Parts of the exercise
1) Answer these questions from the article on the budget's housing measures:
(a) What post does Sim Kiang Cheok hold in Sheda?
(b) What subsidy range is mentioned for private and public developers building low and medium cost homes for first time buyers?
(c) Which three bodies does Sim name in the measure he is highly positive about?
2) In the article on the budget's housing measures, list every benefit or incentive offered to buyers that property developers will have to display along with the detailed sales price.
3) Carry on the article on the budget's housing measures from its last paragraph.

He further explained that the government’s efforts to provide more affordable housing via PR1MA and other initiatives is a positive step as it ensures the overall property market size, particularly the affordable segment will expand thus helping to cool off some of the pressures from rising demand fuelled by growing population and rural to urban migration. In particular, the effort to encourage the private sector to build more affordable homes is lauded.

But the challenge is for the government to expedite. It needs to accelerate these initiatives as the challenge is a serious concern among the middle income demographic.

Looking at it at a more micro view, specifically to Sarawak, the Sarawak Housing and Real Estate Developer Association (Sheda)’s secretary Sim Kiang Cheok expressed his positivity on the budget stating that, “On the overall the budget is good.”

He added, “The budget this time around has something for everybody and the increase in RPGT rates will have an impact on the developers as well as house purchasers not to mention the government. Developers would probably generate less sales as there would be less speculation hence real estate buyers will have to be careful in their decision in choosing their houses.”

Sim also said that for those transient workers who have to be transferred around, it may not be a good idea to buy a house which if added together means the government will have less stamp duties to collect due to reduced sales and transactions.

The curbing of DIBS also property speculators as genuine buyers will have the repayment capacity to service interest cost during the construction period.

Touching on the DIBS, “It is good that the government want to stop this scheme to stabilise the house prices but this may not be as positive to the developers as well as home buyers. The scheme gives the purchasers more choices on how they want to buy their houses.

“DIBS reduces the risk of abandoned projects despite being blamed for being among the reasons for the increase in house prices. But if you look at Sarawak, the increase in house prices isn’t as bad as those in West Malaysia so the measure might be effective there but not necessarily here,” he explained.

“Property developers will have to display detailed sales price including all benefits and incentives offered to buyers such as exemption of legal fees, stamp duty, sales agreements, cash rebates and free gifts. Implementation of the measure is unclear at current juncture. Nevertheless, we believe strict implementation of the measure will ensure the margin of financing for property purchase falls below banks stipulated threshold.”

The one measure that Sim is highly positive about was the PR1MA, Syarikat Perumahan Negara Bhd (SPNB) and the National Housing Department (JPN) which has been allocated and tasked to build substantial numbers of houses in certain budget ranges to help address with the increasing demand for affordable housing.

“The subsidy of RM15,000 to RM20,000 for private and public developers for low and medium cost homes for first time buyers however we rather not disclose any comments until further clarification on the matter.”

Supplied records
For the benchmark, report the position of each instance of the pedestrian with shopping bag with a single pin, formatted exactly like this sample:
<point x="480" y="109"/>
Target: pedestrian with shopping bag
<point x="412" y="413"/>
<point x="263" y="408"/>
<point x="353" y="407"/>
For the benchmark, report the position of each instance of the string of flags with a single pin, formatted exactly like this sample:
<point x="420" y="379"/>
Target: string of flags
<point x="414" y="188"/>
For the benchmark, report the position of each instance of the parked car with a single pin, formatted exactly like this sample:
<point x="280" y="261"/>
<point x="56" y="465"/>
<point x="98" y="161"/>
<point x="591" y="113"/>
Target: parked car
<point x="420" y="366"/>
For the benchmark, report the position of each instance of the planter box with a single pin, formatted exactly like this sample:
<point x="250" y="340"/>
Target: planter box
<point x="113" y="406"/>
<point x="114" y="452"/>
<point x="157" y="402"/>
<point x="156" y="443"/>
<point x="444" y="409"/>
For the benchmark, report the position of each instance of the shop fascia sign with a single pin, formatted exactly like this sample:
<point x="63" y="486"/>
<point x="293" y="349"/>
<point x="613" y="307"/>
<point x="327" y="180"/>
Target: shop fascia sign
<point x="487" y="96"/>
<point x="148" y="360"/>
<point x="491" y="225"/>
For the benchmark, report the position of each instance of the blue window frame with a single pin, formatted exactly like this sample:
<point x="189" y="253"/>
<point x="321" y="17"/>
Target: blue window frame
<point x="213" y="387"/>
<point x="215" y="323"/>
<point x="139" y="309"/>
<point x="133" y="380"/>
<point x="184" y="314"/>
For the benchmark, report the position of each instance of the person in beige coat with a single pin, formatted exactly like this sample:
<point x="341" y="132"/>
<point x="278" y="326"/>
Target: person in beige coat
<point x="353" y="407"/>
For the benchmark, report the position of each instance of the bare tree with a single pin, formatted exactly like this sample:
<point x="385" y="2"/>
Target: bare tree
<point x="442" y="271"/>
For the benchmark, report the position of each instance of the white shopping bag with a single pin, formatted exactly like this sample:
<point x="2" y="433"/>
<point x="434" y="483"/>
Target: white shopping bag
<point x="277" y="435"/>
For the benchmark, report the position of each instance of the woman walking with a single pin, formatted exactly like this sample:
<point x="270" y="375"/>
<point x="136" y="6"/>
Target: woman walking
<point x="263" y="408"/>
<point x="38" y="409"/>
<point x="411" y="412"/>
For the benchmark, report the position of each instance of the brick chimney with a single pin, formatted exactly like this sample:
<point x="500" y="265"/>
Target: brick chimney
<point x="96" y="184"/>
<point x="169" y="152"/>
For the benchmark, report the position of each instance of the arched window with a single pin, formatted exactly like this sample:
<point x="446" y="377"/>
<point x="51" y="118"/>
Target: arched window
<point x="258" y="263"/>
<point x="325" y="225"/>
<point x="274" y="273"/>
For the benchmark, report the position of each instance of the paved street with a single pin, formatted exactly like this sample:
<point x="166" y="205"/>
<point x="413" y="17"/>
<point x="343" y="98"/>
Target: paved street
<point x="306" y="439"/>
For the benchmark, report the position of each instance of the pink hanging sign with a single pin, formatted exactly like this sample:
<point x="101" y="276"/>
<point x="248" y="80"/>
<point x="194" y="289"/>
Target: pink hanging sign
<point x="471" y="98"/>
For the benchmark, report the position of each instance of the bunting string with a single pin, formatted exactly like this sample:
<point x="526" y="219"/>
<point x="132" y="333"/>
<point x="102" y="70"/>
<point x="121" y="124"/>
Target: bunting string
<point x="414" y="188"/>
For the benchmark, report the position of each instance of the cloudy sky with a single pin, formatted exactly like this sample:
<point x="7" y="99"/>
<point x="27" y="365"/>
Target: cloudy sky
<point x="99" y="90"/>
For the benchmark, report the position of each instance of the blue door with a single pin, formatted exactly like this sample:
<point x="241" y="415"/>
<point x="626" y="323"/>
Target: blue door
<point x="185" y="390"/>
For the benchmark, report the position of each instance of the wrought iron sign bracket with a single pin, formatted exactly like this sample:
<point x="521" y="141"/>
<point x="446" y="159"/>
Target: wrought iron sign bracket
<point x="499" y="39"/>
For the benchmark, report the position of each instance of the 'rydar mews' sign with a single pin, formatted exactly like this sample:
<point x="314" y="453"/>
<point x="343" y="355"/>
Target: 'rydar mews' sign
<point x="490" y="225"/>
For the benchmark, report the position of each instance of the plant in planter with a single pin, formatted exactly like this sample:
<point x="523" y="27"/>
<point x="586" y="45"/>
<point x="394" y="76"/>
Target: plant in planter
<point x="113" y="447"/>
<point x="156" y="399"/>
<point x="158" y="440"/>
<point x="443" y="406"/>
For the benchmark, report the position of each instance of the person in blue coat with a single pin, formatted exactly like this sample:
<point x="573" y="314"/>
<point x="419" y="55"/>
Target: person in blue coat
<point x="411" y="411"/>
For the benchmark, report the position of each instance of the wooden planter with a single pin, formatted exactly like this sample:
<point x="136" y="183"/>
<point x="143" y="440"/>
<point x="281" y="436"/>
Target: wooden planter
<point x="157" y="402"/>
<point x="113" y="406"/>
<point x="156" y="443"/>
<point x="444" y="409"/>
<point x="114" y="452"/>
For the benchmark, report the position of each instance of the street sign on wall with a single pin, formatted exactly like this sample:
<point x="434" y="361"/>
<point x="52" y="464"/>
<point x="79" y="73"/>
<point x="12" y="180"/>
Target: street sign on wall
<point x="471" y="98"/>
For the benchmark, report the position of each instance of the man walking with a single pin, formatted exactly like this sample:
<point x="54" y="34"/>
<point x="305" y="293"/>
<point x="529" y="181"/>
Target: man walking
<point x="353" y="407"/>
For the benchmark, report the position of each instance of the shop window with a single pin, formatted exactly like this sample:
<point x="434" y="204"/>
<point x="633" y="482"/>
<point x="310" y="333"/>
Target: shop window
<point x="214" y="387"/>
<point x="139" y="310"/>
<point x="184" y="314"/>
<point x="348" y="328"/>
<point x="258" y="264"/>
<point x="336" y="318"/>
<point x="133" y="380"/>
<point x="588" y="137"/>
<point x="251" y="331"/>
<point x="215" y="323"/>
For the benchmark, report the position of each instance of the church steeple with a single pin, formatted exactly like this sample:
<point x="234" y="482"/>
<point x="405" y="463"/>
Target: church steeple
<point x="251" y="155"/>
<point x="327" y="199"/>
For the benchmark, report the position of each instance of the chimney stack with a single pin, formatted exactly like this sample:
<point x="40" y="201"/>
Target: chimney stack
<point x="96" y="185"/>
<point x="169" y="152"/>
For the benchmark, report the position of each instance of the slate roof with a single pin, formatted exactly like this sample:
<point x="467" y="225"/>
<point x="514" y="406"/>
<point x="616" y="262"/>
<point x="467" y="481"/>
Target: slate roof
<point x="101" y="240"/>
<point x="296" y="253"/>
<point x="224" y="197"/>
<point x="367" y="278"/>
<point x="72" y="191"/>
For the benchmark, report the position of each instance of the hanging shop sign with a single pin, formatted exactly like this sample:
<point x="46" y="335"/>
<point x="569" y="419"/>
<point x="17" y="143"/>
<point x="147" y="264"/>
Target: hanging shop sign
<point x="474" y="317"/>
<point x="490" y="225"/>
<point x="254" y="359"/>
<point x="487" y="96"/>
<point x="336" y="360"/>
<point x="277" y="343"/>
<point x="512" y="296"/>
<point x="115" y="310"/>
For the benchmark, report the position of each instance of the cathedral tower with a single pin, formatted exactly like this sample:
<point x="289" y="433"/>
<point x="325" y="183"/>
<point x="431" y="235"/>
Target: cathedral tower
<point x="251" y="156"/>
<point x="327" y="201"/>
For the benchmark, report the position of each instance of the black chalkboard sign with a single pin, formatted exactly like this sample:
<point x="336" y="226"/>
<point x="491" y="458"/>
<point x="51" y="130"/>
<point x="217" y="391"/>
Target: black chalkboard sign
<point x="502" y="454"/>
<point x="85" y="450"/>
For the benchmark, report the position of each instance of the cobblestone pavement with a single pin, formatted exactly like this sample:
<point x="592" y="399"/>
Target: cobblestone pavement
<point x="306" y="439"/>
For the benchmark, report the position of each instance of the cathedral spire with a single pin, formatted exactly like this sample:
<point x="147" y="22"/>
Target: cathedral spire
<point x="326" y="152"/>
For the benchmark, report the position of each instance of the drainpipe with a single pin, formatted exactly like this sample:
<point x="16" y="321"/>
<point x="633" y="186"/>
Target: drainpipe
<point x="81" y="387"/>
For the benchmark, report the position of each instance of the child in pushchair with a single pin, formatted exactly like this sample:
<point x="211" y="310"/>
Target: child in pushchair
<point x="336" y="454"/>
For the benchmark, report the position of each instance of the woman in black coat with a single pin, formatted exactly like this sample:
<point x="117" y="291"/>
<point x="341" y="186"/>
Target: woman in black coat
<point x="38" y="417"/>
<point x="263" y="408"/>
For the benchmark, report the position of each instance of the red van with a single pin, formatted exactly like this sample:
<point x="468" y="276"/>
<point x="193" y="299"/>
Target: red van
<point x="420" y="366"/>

Final answers
1)
(a) Secretary.
(b) RM15,000 to RM20,000.
(c) PR1MA, Syarikat Perumahan Negara Bhd (SPNB) and the National Housing Department (JPN).

2)
- Exemption of legal fees
- Stamp duty
- Sales agreements
- Cash rebates
- Free gifts

3)
Based on the opinions, it is believed that property prices and sales growth will be mode moderate in the future with the implementation of the measures in Budget 2014. Nevertheless, the property market is still supported by real demand driven by population growth, urbanization as well as rising household income.

Shipping

On the local shipping front, the allocation of  RM3 billion in soft loans under the Maritime Development Fund in Budget 2014 will help spur the shipping sector, opines Shin Yang Shipping Corp Bhd (Shin Yang Shipping).

Richard Ling, chief financial officer for Shin Yang Shipping stipulated that this was a good move as it shows that the government has responded to the shipowners’ request.

“Although we have yet to see the details in regards to how these loans will help shipping companies, I hope that it will apply to existing shipowners to utilise this fund for the existing financing packaging,” he said.

“Hopefully, this funds is not only targeting new capital expenditures.

“It is hoped to also allow those who had the capital expansion in the past three years to restructure their financing to this fund.”

Ling noted that priority should be given to those shipping companies with vessels transporting cargo to and from East Malaysia.

“This fund should also support shipbuilding support shipbuilding activities with vessels constructed in Malaysian shipyards for export to new international markets,” Ling said.

He further expressed that the existing shipping players from East Malaysia are neither big nor small players and as such, should have strong alliance partnerships with the authority. The existing players should work collectively to gain strength over the stiff competition.

“Budget 2012 had also increased the burden for shipping companies with the reduction of tax exempted income under Section 54A (S54A) of the Income Tax Act (ITA) to 70 per cent,” he added.

“With the appeal from the Malaysian Shipowners Association, the tax exemption had been further extended for another two years to Year 2013.”

Automotive

The lack of any incentive or provision for automotive players in Budget 2014 is seen as a hint for the close approach of the National Automotive Policy (NAP).

According to Damon Rielly, cheif executive officer (CEO) of iCarAsia Ltd (iCarAsia), unlike in previous years, Budget 2014 was silent on the automotive industry, perhaps due to the new National Automotive Policy (NAP) which will be announced in the near future.

“The government had mentioned the possibility of reduction in car prices and total cost of car vehicle ownership,” Rielly said in a statement to the media. “Since Budget 2014 did not touch on these areas, we look forward to seeing this addressed in the NAP.”

Meanwhile, Rielly welcomed the government’s move to improve Internet accessibility and connectivity via Phase 2 of the High Speed Broadband Backbone (HSBB).

“It is a sizeable investment at RM1.8 billion but it is a vital step in the right direction – taking into account current demographic and development trends across Malaysia.

“Increasingly, more Malaysians are using the Internet, particularly for research, interaction and retail purposes, not just in urban but also rural areas.”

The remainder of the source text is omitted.